◆ GIVEN INSTRUCTION ◆
Rewrite the items below from the line containing "Exercise. Mark the orca" through the end, requests included, and multiply each coordinate in the answers by 1.25, rounding to a whole number with halves going up. Leave the numbers in the requests and their format samples as they are.

(Rows from a pointing dataset)
- - -

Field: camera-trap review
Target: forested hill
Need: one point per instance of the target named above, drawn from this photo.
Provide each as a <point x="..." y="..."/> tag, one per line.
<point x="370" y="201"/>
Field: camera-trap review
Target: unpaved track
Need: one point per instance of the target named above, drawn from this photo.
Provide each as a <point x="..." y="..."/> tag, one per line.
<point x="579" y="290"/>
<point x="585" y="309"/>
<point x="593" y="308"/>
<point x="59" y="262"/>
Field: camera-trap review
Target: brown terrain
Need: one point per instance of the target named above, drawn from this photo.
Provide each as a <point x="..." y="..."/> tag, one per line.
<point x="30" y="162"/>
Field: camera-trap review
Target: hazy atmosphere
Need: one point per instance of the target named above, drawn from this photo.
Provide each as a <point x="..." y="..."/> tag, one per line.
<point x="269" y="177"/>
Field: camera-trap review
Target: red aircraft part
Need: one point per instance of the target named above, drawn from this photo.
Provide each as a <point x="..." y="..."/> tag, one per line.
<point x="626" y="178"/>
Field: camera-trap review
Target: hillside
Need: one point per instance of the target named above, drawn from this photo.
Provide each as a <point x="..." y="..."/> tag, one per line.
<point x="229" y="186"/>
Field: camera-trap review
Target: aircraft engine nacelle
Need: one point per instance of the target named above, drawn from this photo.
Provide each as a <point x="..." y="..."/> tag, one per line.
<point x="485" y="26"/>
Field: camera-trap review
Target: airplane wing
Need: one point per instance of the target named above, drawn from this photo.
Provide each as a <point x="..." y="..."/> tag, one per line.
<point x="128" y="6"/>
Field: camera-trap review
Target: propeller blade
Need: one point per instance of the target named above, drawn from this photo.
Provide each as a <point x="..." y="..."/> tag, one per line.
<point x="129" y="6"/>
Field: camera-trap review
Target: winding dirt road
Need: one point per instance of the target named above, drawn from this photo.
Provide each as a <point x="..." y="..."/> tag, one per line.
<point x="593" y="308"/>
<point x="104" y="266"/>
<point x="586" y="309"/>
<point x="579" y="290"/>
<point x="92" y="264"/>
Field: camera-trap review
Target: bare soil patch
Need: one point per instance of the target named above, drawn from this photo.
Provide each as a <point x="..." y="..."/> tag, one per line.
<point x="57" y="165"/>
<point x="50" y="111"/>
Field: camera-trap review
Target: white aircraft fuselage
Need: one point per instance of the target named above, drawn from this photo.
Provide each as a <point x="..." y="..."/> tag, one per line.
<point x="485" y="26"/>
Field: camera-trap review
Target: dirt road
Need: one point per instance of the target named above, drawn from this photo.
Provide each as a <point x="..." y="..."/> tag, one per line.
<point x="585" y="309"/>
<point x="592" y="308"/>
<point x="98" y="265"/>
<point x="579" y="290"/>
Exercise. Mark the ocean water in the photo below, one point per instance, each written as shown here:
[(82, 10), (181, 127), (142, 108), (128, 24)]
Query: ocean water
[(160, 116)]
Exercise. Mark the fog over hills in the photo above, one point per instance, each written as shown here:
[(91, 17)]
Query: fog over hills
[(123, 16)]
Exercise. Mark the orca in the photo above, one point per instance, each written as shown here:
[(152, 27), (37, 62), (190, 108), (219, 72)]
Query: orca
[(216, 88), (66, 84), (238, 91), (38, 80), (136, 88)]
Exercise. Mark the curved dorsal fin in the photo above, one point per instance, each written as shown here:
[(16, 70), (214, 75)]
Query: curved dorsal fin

- - -

◆ WRITTEN SOLUTION ◆
Exercise. Mark the orca in the photo above, one point per instance, each written as shown here:
[(152, 27), (37, 62), (190, 108), (219, 72)]
Query: orca
[(270, 110), (83, 105), (298, 114), (48, 100), (170, 110)]
Exercise. Mark the curved dorsal fin in the photo above, one point per instance, each written as shown here:
[(16, 70), (214, 75)]
Query: curved dorsal fin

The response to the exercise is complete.